━━━━━ TEXT

This is my astrophotograph of the comet C/2019 Y4 (ATLAS), which I observed for 7.5 hours on the night of the 26–27 March 2020. I took 1194× 20-second frames in total (animated in the video below). Due to the building cloud and shifting focus as the telescope tube cooled down, I only aligned and stacked the best 808 of these frames (the ones that would register in DeepSkyStacker). This final astrophotograph therefore has a total exposure time of 4.5 hr.
As you can see from the video, the comet moves relatively fast against the background of stars. The integrated image can therefore either be based on frames aligned on the moving stars, or based on frames aligned on the moving comet. Aligning on stars and averaging pixels leaves a streak from the comet, or aligning on the comet and averaging pixels leaves star streaks (as in the image below).
To make an integrated image without streaks from either the comet or the stars (as in the first astrophotograph above), I used a special type of averaging technique called ‘kappa-sigma (κ-σ) clipping’ to make one image that rejects the comet while tracking the stars, and to make another image that rejects the stars while tracking the comet: .

━━━━━━━━━━

Reproduce the comet photography text in full, word for word. The data after this point is not needed.

━━━━━ DATA SHOWN

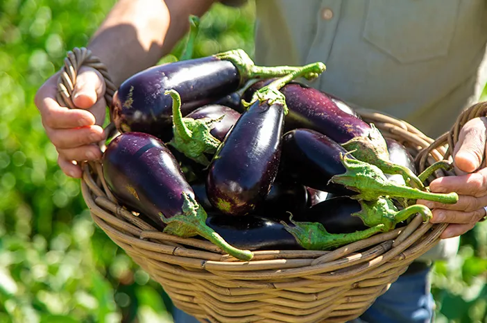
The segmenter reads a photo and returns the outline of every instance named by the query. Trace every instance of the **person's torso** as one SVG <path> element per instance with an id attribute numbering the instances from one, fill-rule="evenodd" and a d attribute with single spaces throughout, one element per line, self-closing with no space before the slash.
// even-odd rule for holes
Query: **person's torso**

━━━━━━━━━━

__RESULT__
This is my astrophotograph of the comet C/2019 Y4 (ATLAS), which I observed for 7.5 hours on the night of the 26–27 March 2020. I took 1194× 20-second frames in total (animated in the video below). Due to the building cloud and shifting focus as the telescope tube cooled down, I only aligned and stacked the best 808 of these frames (the ones that would register in DeepSkyStacker). This final astrophotograph therefore has a total exposure time of 4.5 hr.
As you can see from the video, the comet moves relatively fast against the background of stars. The integrated image can therefore either be based on frames aligned on the moving stars, or based on frames aligned on the moving comet. Aligning on stars and averaging pixels leaves a streak from the comet, or aligning on the comet and averaging pixels leaves star streaks (as in the image below).
To make an integrated image without streaks from either the comet or the stars (as in the first astrophotograph above), I used a special type of averaging technique called ‘kappa-sigma (κ-σ) clipping’ to make one image that rejects the comet while tracking the stars, and to make another image that rejects the stars while tracking the comet: .